### TRY IT:
When copying the data below, keep only the lines from the one with "Exercise. Mark the dog's ear" through the one with "Query: dog's ear", word for word, and skip the pictures.

[[ INFORMATION SUPPLIED, beginning ]]

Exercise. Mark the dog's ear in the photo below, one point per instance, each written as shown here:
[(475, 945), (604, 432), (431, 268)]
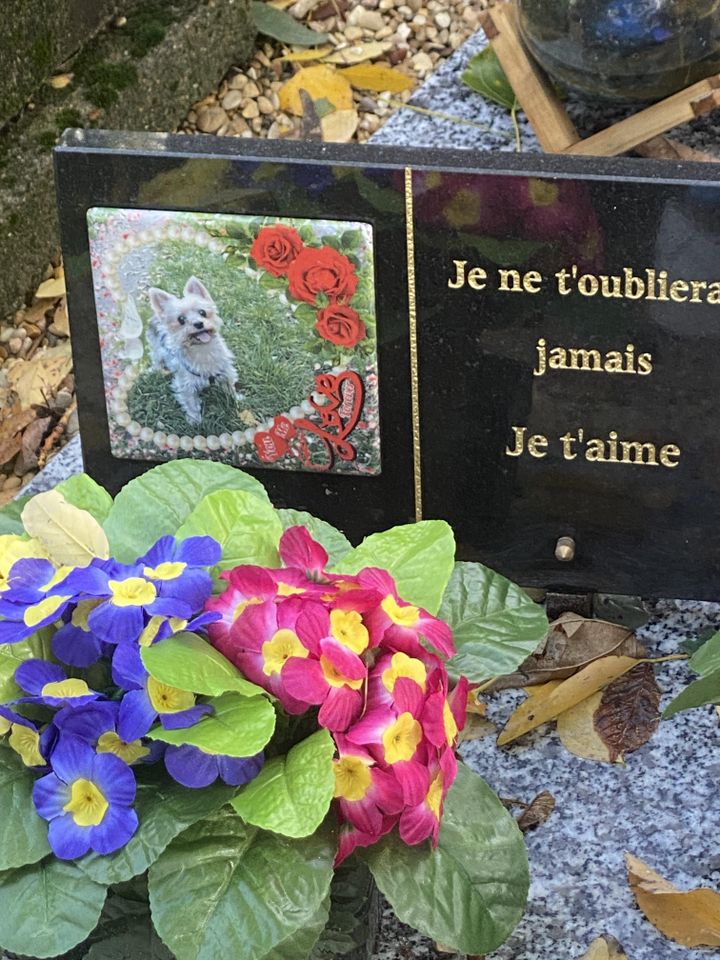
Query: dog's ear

[[ INFORMATION SUPPLIED, end ]]
[[ INFORMATION SUPPLIED, beginning ]]

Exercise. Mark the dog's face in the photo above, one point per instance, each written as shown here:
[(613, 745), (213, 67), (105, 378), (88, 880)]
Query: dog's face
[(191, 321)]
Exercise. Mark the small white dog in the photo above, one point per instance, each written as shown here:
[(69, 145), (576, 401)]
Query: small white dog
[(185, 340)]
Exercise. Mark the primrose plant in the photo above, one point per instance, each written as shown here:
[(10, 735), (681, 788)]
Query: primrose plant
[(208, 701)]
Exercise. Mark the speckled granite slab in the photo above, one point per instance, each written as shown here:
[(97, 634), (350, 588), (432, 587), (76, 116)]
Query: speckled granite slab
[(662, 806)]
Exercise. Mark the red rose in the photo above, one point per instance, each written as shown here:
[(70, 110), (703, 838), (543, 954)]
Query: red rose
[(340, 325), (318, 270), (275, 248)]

[[ INFORMATION SUPPLIED, end ]]

### SOLUTION TO THIS EXERCISE:
Exercise. Mark the dog's ear in the photo below, one point per instance, each written as shown here:
[(475, 945), (604, 432), (431, 268)]
Query: dog's ear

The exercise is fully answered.